§ TASK
Write out the material below again, substituting "Mark" for every occurrence of "Pick out" and leaving everything else unchanged.

§ DATASET
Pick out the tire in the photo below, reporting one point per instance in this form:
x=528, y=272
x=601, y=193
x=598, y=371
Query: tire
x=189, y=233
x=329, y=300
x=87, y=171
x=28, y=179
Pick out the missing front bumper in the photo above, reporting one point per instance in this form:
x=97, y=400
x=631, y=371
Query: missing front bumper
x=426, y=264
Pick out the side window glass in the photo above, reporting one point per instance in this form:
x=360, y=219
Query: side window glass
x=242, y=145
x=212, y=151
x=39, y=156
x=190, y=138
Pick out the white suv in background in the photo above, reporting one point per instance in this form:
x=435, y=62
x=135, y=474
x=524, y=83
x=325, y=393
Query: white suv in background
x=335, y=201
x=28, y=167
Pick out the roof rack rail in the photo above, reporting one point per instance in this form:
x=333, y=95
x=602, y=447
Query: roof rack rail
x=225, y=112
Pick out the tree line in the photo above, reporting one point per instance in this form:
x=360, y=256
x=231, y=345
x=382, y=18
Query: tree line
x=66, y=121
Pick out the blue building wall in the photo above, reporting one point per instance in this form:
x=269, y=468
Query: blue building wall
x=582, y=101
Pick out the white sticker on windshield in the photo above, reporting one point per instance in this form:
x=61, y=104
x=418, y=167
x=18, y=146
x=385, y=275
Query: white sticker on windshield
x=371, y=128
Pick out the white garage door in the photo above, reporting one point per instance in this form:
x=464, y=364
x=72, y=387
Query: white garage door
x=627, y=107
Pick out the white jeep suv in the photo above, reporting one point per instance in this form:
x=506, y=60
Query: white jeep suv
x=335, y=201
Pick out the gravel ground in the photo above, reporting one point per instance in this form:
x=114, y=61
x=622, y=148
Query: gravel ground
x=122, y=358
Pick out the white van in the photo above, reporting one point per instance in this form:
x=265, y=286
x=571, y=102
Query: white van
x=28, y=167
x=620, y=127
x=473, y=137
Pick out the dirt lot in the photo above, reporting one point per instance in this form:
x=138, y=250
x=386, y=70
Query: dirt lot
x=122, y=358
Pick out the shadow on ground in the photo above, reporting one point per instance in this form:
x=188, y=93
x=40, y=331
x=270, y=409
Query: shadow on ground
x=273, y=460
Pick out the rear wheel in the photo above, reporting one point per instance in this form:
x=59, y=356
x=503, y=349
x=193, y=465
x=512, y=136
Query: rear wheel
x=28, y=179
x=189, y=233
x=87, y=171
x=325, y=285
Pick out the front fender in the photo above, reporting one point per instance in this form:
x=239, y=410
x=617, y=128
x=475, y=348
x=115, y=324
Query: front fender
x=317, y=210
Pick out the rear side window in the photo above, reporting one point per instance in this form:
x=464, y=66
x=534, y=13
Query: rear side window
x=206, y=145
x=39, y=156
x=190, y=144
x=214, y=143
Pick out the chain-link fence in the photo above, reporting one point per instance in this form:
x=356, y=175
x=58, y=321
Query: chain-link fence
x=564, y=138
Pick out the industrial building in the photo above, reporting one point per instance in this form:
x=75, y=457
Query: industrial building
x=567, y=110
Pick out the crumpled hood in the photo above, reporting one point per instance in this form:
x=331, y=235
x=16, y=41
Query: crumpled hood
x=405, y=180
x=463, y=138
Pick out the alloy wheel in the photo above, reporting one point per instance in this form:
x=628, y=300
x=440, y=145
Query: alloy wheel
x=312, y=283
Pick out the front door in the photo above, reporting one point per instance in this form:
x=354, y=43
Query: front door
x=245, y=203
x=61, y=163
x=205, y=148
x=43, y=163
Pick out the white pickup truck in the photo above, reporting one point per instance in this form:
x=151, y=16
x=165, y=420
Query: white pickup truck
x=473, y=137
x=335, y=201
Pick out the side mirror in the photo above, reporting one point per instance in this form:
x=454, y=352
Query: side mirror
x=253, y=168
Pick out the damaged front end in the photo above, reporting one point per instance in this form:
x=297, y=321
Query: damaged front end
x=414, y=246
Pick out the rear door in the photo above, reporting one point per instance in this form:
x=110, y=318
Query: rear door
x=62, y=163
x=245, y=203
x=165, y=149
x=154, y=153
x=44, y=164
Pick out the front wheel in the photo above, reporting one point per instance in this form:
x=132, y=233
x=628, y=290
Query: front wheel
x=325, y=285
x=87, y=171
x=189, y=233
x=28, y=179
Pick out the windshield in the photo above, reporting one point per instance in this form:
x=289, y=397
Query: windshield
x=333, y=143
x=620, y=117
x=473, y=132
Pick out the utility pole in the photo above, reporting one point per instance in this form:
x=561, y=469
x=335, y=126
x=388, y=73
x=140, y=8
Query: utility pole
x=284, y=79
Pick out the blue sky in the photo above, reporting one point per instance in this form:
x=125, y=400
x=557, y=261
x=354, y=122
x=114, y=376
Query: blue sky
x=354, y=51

§ CORRECT OUTPUT
Mark the tire in the photo below, reporting one point per instance in this form:
x=528, y=272
x=601, y=193
x=598, y=371
Query: tire
x=189, y=233
x=329, y=300
x=87, y=171
x=28, y=179
Mark the missing front bumper in the photo above, reporting one point per instance in this form:
x=97, y=400
x=631, y=371
Query: missing front bumper
x=426, y=264
Mark the side window glass in the photo above, reporting one point per instance in this form:
x=360, y=219
Query: side window glass
x=242, y=145
x=212, y=151
x=39, y=156
x=190, y=138
Mark the white suv in background in the photo above, reporting one point per instance in this form:
x=435, y=62
x=135, y=474
x=524, y=83
x=325, y=393
Query: white suv in background
x=335, y=201
x=28, y=167
Mark the roof rack rail in the photo above, reporting one point per instance in this form:
x=333, y=95
x=602, y=447
Query: roof rack rail
x=225, y=112
Mark the tree line in the photo above, reporting one point per instance in this form:
x=360, y=256
x=231, y=345
x=382, y=18
Query: tree line
x=66, y=121
Mark the blue building wall in the photo above, reporting one point per instance in this form:
x=269, y=468
Query: blue building wall
x=582, y=101
Mark the white sticker on windshield in the photo above, reporting one point per instance in this form:
x=61, y=104
x=418, y=167
x=18, y=146
x=385, y=275
Query: white sticker on windshield
x=371, y=128
Mark the white garage door in the photo above, reporting one point per instance in this form:
x=464, y=364
x=72, y=387
Query: white garage door
x=627, y=107
Mark the white jeep suv in the photo above, reporting one point per instance in this form:
x=506, y=60
Query: white jeep suv
x=335, y=201
Mark the gravel ground in the photo above, reporting one point per instance in this form:
x=114, y=61
x=622, y=148
Query: gravel ground
x=122, y=358
Mark the white van in the photo above, reporting one point per instance in this form:
x=265, y=286
x=571, y=102
Query: white van
x=28, y=167
x=620, y=127
x=473, y=137
Mark the dirt lot in the photo above, reporting one point per instance in this form:
x=138, y=250
x=386, y=70
Query: dirt lot
x=122, y=358
Mark the shadow on ground in the photo above, reporting one point per instance in this form:
x=188, y=93
x=40, y=331
x=270, y=409
Query: shadow on ground
x=273, y=460
Mark the rear wheel in the photo above, reporting one point per instance in this form:
x=59, y=356
x=503, y=349
x=193, y=465
x=512, y=136
Query: rear wheel
x=28, y=179
x=189, y=233
x=87, y=171
x=325, y=285
Mark the front fender in the photo above, reporting one point per instance in this form:
x=239, y=410
x=617, y=128
x=475, y=348
x=115, y=324
Query: front fender
x=317, y=210
Mark the rear side window in the photo above, reporting one point per instance in this form:
x=464, y=66
x=534, y=13
Query: rear side window
x=206, y=145
x=39, y=156
x=190, y=144
x=214, y=143
Mark the chain-link fence in the photo above, reporting one point per instance in this form:
x=356, y=175
x=58, y=321
Query: chain-link fence
x=564, y=138
Mark the industrial building in the photo above, reporting one point per instance in this form:
x=75, y=457
Query: industrial building
x=567, y=110
Mark the crumpled hood in the photo above, reporting one point per instance in this form:
x=331, y=235
x=16, y=41
Query: crumpled hood
x=405, y=180
x=463, y=138
Mark the alloy wheel in the photo above, reporting one point per instance in this form:
x=628, y=300
x=440, y=145
Query: alloy wheel
x=312, y=283
Mark the front door in the photo above, reporting one point per instance in this form:
x=354, y=43
Query: front door
x=245, y=203
x=61, y=163
x=205, y=148
x=43, y=163
Mark the white pickup truck in the photo above, reporting one point per instance in this form:
x=151, y=16
x=165, y=420
Query: white pickup truck
x=473, y=137
x=335, y=201
Mark the side mirror in the photo above, reporting one point per instance in this form:
x=454, y=352
Query: side mirror
x=253, y=168
Mark the damaged front end in the photo above, reporting one point per instance in this form:
x=297, y=321
Query: damaged front end
x=414, y=246
Mark the rear door in the photo above, reporting one point per instance in this form:
x=110, y=318
Query: rear door
x=62, y=163
x=245, y=203
x=165, y=149
x=154, y=153
x=44, y=164
Mark the front wheel in the photo above, reporting one point per instance in this form:
x=132, y=233
x=628, y=290
Query: front wheel
x=325, y=285
x=87, y=171
x=189, y=233
x=28, y=179
Mark the windshield in the photo above, reporting one point per instance in this form:
x=289, y=397
Query: windshield
x=333, y=143
x=620, y=117
x=473, y=132
Mark the utility pole in the photo above, reporting one point per instance in this form:
x=561, y=469
x=335, y=126
x=388, y=73
x=140, y=8
Query: utility pole
x=284, y=79
Mark the blue sky in the photo above, reporting one point per instance in this form:
x=125, y=400
x=557, y=261
x=354, y=122
x=114, y=376
Query: blue sky
x=354, y=51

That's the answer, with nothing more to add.